Required work – Please rewrite the records below with "batch C" changed to "batch D" throughout and nothing else altered. Leave the pictures out of your version.

Materials provided –
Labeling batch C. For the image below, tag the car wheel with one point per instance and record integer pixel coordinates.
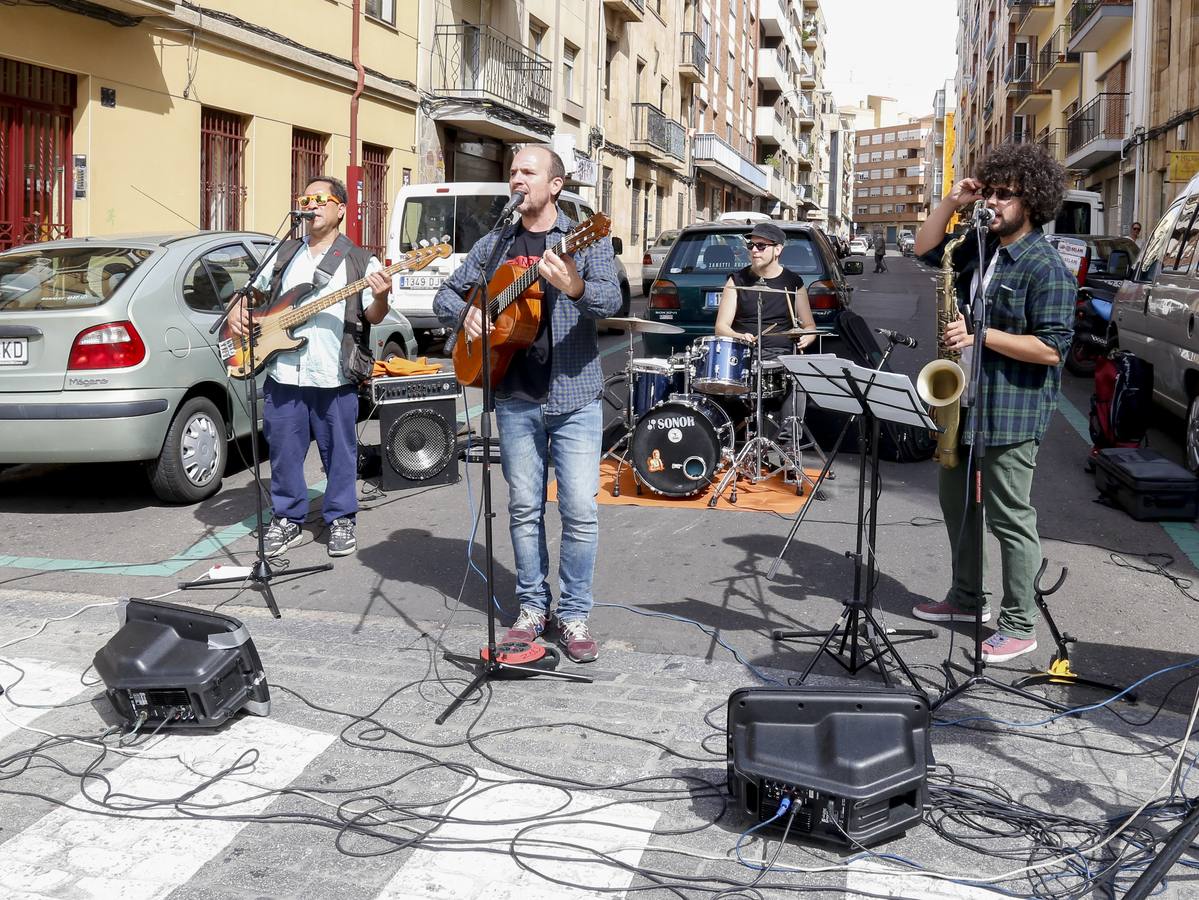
(1193, 434)
(193, 455)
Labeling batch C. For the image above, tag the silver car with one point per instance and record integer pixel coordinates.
(106, 354)
(651, 263)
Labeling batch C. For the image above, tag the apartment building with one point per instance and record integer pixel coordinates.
(155, 115)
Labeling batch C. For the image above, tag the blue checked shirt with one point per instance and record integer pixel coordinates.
(576, 378)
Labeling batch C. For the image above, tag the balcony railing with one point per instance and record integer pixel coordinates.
(1106, 118)
(651, 127)
(477, 61)
(694, 53)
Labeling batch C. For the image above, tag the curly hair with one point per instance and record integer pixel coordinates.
(1030, 169)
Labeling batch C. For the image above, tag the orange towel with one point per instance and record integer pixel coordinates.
(397, 366)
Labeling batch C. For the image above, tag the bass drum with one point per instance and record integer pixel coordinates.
(679, 445)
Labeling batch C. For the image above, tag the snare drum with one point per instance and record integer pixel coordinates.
(722, 364)
(654, 381)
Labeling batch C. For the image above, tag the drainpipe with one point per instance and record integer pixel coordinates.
(354, 171)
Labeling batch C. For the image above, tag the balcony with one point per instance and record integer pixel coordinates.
(716, 156)
(693, 58)
(626, 10)
(476, 62)
(1031, 16)
(1096, 132)
(771, 70)
(1059, 67)
(658, 138)
(1094, 23)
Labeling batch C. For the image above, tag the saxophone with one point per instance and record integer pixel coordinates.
(941, 381)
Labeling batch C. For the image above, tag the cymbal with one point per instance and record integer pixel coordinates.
(640, 326)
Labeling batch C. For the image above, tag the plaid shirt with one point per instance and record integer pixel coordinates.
(1031, 293)
(576, 378)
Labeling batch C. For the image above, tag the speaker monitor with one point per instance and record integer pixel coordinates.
(181, 666)
(854, 762)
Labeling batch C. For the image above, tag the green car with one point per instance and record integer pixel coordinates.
(687, 290)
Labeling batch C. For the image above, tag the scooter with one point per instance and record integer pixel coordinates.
(1094, 336)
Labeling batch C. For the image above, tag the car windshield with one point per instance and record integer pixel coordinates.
(464, 218)
(65, 277)
(727, 252)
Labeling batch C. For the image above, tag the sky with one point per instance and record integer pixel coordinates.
(904, 50)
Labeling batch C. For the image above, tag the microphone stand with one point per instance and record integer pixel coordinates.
(976, 390)
(490, 668)
(260, 573)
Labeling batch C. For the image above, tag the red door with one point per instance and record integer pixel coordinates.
(36, 177)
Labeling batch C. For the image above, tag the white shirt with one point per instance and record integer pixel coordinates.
(319, 362)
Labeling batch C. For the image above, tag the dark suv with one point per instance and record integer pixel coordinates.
(687, 290)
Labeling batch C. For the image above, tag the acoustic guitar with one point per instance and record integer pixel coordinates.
(514, 308)
(272, 325)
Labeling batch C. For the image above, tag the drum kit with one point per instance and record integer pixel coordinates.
(679, 434)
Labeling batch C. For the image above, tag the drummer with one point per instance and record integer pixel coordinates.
(784, 306)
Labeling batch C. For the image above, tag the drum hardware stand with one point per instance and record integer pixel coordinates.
(490, 666)
(856, 622)
(1059, 671)
(748, 460)
(260, 574)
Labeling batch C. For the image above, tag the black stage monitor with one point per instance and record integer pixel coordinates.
(182, 666)
(853, 761)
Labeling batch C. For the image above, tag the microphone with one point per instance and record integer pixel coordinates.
(896, 337)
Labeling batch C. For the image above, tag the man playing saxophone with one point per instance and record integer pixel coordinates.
(1029, 296)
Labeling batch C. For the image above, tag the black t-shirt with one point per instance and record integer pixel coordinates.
(776, 308)
(528, 375)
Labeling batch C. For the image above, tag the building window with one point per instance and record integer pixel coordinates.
(308, 158)
(570, 53)
(374, 199)
(381, 10)
(222, 170)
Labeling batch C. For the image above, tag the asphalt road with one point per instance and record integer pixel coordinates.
(98, 530)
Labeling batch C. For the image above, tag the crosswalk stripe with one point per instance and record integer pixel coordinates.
(71, 853)
(43, 684)
(475, 874)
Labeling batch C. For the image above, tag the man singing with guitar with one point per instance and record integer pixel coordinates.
(547, 403)
(313, 391)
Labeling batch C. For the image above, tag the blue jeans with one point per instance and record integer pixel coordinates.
(529, 440)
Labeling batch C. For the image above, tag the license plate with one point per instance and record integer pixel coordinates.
(421, 282)
(13, 351)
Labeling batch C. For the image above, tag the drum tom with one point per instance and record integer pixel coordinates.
(722, 364)
(654, 381)
(679, 445)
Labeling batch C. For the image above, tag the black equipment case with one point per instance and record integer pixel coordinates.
(1145, 484)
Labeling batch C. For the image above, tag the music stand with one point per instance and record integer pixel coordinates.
(872, 396)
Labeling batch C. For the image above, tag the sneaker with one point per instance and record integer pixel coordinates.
(946, 611)
(341, 537)
(1000, 647)
(528, 627)
(576, 639)
(281, 535)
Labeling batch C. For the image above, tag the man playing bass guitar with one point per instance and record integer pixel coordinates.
(547, 404)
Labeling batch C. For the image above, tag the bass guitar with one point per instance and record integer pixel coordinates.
(514, 308)
(273, 325)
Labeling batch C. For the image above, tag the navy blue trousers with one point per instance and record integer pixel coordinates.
(291, 418)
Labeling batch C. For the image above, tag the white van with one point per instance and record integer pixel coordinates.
(464, 210)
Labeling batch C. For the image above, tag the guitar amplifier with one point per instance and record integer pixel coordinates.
(417, 430)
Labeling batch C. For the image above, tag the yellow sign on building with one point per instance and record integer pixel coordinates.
(1184, 164)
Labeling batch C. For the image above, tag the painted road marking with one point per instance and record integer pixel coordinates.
(475, 874)
(70, 853)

Final answer –
Labeling batch D. For the image below, tag the car wheel with one point per instance and record integer pixel coordinates.
(1193, 434)
(193, 455)
Labeling batch D. For the image above, tag the silver car with one point per instance and record integer pixel coordinates.
(106, 354)
(651, 263)
Labeling batch D. For the image above, tag the apartment building with one point per instance and record integer pixel coordinates.
(155, 115)
Labeling batch D. For the image above, tag the blue checked shirt with one point per instance and record integer pixel coordinates.
(576, 378)
Labeling batch D. For the image above, tag the balcony railing with one point per instance and record integer pixel coordinates.
(1106, 118)
(651, 127)
(477, 61)
(694, 53)
Labeling batch D. For the image above, tag the curly hair with one point per instance and record integer pixel coordinates.
(1030, 169)
Labeling batch D. For the image above, tag the orange towel with one point per instance and record integer pixel coordinates.
(397, 366)
Labeling batch D. For the image above, tag the bass drum with one point per instance and record integer pixel coordinates.
(679, 445)
Labeling batch D. For the image above, tag the snare drum with one point per instance and record integer pixel coordinates.
(722, 364)
(654, 381)
Labeling batch D. For the image above, tag the drainpipe with one point per instance and record integer pixel coordinates.
(354, 171)
Labeling batch D. For the image above, tag the balcony with one point per instance and record integer pixel coordinates.
(716, 156)
(693, 58)
(626, 10)
(476, 62)
(1031, 16)
(1096, 132)
(771, 70)
(1059, 67)
(658, 138)
(1094, 23)
Labeling batch D. For the image above, tag the saxophone with one point per instance and record integer pixel coordinates.
(941, 381)
Labeling batch D. For the image above, tag the cymbal with one point per instance and record integer pixel coordinates.
(640, 326)
Labeling batch D. For the image above, tag the plaid shirt with one point per instance and record integer pixel coordinates.
(1031, 293)
(576, 378)
Labeling batch D. For the image above, tag the speaker monitor with one point per instance and record integer pixel coordinates.
(181, 666)
(854, 762)
Labeling batch D. For the image above, tag the green car with one point per instance and record integer pixel coordinates.
(687, 290)
Labeling batch D. For the image above, tag the scooter with one point per instance and record integer pixel coordinates.
(1094, 336)
Labeling batch D. For the image above, tag the car windshield with one point per instance and record integer pixel coordinates.
(464, 218)
(65, 277)
(727, 252)
Labeling batch D. For the image above, tag the sky with one point per instance and record integer pixel coordinates.
(904, 50)
Labeling batch D. For the image above, tag the microphone stand with one point per instance and record integer pixel coordinates.
(976, 390)
(490, 668)
(260, 573)
Labeling batch D. For the image above, tag the red door with one point per instance and record integer pixel coordinates.
(36, 177)
Labeling batch D. For the image above, tag the white shirt with one point per instance and record integer pixel coordinates.
(319, 362)
Labeling batch D. For the image above, tag the dark suv with one point per instance and record integer pixel coordinates.
(687, 290)
Labeling batch D. For the image above, tag the acoustic guitar with one point per instance and record integer pixel coordinates.
(514, 308)
(272, 325)
Labeling batch D. For the image above, tag the drum kit with one point per instance and record integer pixel coordinates.
(679, 434)
Labeling batch D. For the image above, tag the drummer with one point per instance and record integer pixel coordinates.
(784, 306)
Labeling batch D. For the image above, tag the drum hardware stand with one point per instance and record integer pixel coordinates.
(490, 666)
(856, 622)
(1059, 671)
(748, 460)
(260, 574)
Labeling batch D. For the image above, tag the black stage monitor with one point per instance and record integer pixel coordinates.
(182, 666)
(853, 761)
Labeling batch D. For the image above, tag the microphone with one point per instance and record integer pixel coordinates.
(896, 337)
Labeling batch D. For the image above, tag the man playing saxophone with one point per instance and record integer pixel coordinates.
(1029, 296)
Labeling batch D. For the image above, tag the black t-shirt with one point per instance and record integer pixel coordinates.
(776, 308)
(528, 375)
Labeling batch D. For the image above, tag the building window with one point per instance and record integer pixel coordinates.
(308, 158)
(570, 53)
(374, 199)
(381, 10)
(222, 170)
Labeling batch D. For the image above, tag the asphalt road with one point per instance and record integer pixel coordinates.
(98, 530)
Labeling batch D. For the image above, tag the crosswalk stripe with one point per instance and record integer pixel coordinates.
(71, 853)
(43, 684)
(475, 874)
Labeling batch D. For the image above, tag the man singing with guitar with one point per instance and record integer pixel coordinates.
(547, 403)
(313, 391)
Labeling batch D. For the image above, tag the blue jeans with one point per instance and record integer pixel coordinates.
(529, 440)
Labeling batch D. For the image above, tag the license plate with one point per instance and record integer pixel coordinates.
(421, 282)
(13, 351)
Labeling batch D. For the image above, tag the drum tom with one point per instance and record integer pixel coordinates.
(722, 364)
(654, 381)
(679, 445)
Labeling batch D. For the image above, tag the black equipment case with one point per instance and record integer pixel coordinates.
(1145, 484)
Labeling batch D. For the image above, tag the music stand with one point per instance and record integer pixel coordinates.
(872, 396)
Labeling batch D. For the image above, tag the sneaker with one point per instance and record integer pixel coordinates.
(946, 611)
(341, 537)
(1000, 647)
(528, 627)
(576, 639)
(281, 535)
Labeling batch D. For the image above, tag the man playing bass guitar with one point per instance and record integer pixel coordinates.
(547, 404)
Labeling batch D. For the image above, tag the bass guitar with one point per instance and record integer pixel coordinates.
(514, 308)
(273, 325)
Labeling batch D. For the image above, tag the navy blue trousers with one point per instance and record integer pixel coordinates.
(291, 418)
Labeling batch D. For the image above, tag the white van with one point per instance and record integer pixel coordinates.
(464, 210)
Labeling batch D. For the image above, tag the guitar amplifier with one point per instance and record integer pixel coordinates.
(417, 430)
Labeling batch D. For the image above, tag the yellow sign on building with one point per instance and record integer pixel coordinates.
(1184, 164)
Labeling batch D. For the image above, tag the painted road marking with one point per instance and record integer pixel coordinates.
(475, 874)
(70, 853)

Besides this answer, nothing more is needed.